- _TO BE DONE_
Without altering anything, output the material below.

[Stored records]

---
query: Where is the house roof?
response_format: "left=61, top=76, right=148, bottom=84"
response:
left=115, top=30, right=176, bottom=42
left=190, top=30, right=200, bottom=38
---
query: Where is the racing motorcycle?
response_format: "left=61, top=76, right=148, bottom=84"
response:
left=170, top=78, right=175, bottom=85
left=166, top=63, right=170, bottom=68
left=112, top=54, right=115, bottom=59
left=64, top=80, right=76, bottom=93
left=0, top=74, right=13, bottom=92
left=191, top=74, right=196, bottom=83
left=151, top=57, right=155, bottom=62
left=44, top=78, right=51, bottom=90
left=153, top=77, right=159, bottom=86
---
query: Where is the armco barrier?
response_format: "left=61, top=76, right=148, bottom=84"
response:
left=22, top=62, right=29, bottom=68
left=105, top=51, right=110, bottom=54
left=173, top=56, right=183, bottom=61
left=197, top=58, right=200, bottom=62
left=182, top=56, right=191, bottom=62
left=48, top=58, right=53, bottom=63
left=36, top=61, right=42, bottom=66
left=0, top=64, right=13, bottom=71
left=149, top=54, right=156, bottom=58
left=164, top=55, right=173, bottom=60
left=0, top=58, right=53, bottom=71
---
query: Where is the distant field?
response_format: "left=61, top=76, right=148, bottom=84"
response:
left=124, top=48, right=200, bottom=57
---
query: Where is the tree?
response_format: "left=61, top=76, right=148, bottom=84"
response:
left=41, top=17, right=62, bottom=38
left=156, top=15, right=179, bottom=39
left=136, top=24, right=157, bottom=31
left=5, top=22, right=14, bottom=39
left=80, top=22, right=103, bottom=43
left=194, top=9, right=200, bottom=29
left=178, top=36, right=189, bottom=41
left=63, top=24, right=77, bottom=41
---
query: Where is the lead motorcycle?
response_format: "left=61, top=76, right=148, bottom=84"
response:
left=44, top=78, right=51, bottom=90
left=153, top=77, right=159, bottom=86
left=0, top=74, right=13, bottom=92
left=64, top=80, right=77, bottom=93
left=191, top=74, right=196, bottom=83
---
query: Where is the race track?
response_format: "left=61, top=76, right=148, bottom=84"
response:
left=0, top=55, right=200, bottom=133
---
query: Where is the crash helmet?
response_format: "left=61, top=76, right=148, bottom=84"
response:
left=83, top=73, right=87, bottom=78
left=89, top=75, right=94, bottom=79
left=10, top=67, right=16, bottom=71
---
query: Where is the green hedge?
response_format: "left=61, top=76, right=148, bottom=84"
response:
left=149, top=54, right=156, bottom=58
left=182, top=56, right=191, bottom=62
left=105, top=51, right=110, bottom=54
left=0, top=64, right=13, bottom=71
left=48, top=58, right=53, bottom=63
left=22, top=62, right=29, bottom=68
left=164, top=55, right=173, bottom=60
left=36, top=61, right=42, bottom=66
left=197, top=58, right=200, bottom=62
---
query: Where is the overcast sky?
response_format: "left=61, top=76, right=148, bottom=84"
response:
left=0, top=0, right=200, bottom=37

- _EXPECTED OUTPUT_
---
query: Where is the house roof?
response_format: "left=61, top=76, right=148, bottom=84"
response:
left=115, top=30, right=176, bottom=42
left=190, top=30, right=200, bottom=38
---
query: Where is the racing motorcycle?
response_format: "left=61, top=76, right=148, bottom=84"
response:
left=170, top=78, right=175, bottom=85
left=166, top=63, right=170, bottom=68
left=112, top=54, right=115, bottom=59
left=64, top=80, right=76, bottom=93
left=0, top=74, right=13, bottom=92
left=191, top=74, right=196, bottom=83
left=151, top=57, right=155, bottom=62
left=44, top=78, right=51, bottom=90
left=153, top=77, right=159, bottom=86
---
query: Where is the armco barrier?
response_format: "left=61, top=76, right=148, bottom=84"
response:
left=22, top=62, right=29, bottom=68
left=105, top=51, right=110, bottom=54
left=173, top=56, right=183, bottom=61
left=197, top=58, right=200, bottom=62
left=182, top=56, right=191, bottom=62
left=48, top=58, right=53, bottom=63
left=36, top=61, right=42, bottom=66
left=0, top=64, right=13, bottom=71
left=149, top=54, right=156, bottom=58
left=164, top=55, right=173, bottom=60
left=0, top=58, right=53, bottom=71
---
query: Where is the distant field?
response_format: "left=61, top=76, right=148, bottom=84"
response:
left=124, top=48, right=200, bottom=57
---
query: Where is the tree?
response_format: "left=61, top=76, right=148, bottom=84"
response:
left=41, top=17, right=62, bottom=38
left=156, top=15, right=179, bottom=39
left=136, top=24, right=157, bottom=31
left=5, top=22, right=14, bottom=39
left=80, top=22, right=103, bottom=43
left=194, top=9, right=200, bottom=29
left=178, top=36, right=189, bottom=41
left=63, top=24, right=77, bottom=41
---
query: Where is the lead motorcycle?
response_format: "left=61, top=76, right=148, bottom=84"
response:
left=44, top=78, right=51, bottom=90
left=153, top=77, right=159, bottom=86
left=0, top=74, right=13, bottom=92
left=64, top=80, right=77, bottom=93
left=191, top=74, right=196, bottom=83
---
query: Where is the race track?
response_format: "left=61, top=76, right=148, bottom=84"
response:
left=0, top=55, right=200, bottom=133
---
query: Where is the crash helmet?
response_format: "left=61, top=76, right=148, bottom=84"
response:
left=83, top=73, right=87, bottom=78
left=89, top=75, right=94, bottom=79
left=10, top=67, right=16, bottom=71
---
query: Where is the green hedge?
response_format: "left=61, top=76, right=148, bottom=84"
response:
left=149, top=54, right=156, bottom=58
left=182, top=56, right=191, bottom=62
left=105, top=51, right=110, bottom=54
left=0, top=64, right=13, bottom=71
left=48, top=58, right=53, bottom=63
left=22, top=62, right=29, bottom=68
left=164, top=55, right=173, bottom=60
left=36, top=61, right=42, bottom=66
left=197, top=58, right=200, bottom=62
---
query: Where is the overcast sky?
response_format: "left=61, top=76, right=148, bottom=84"
response:
left=0, top=0, right=200, bottom=37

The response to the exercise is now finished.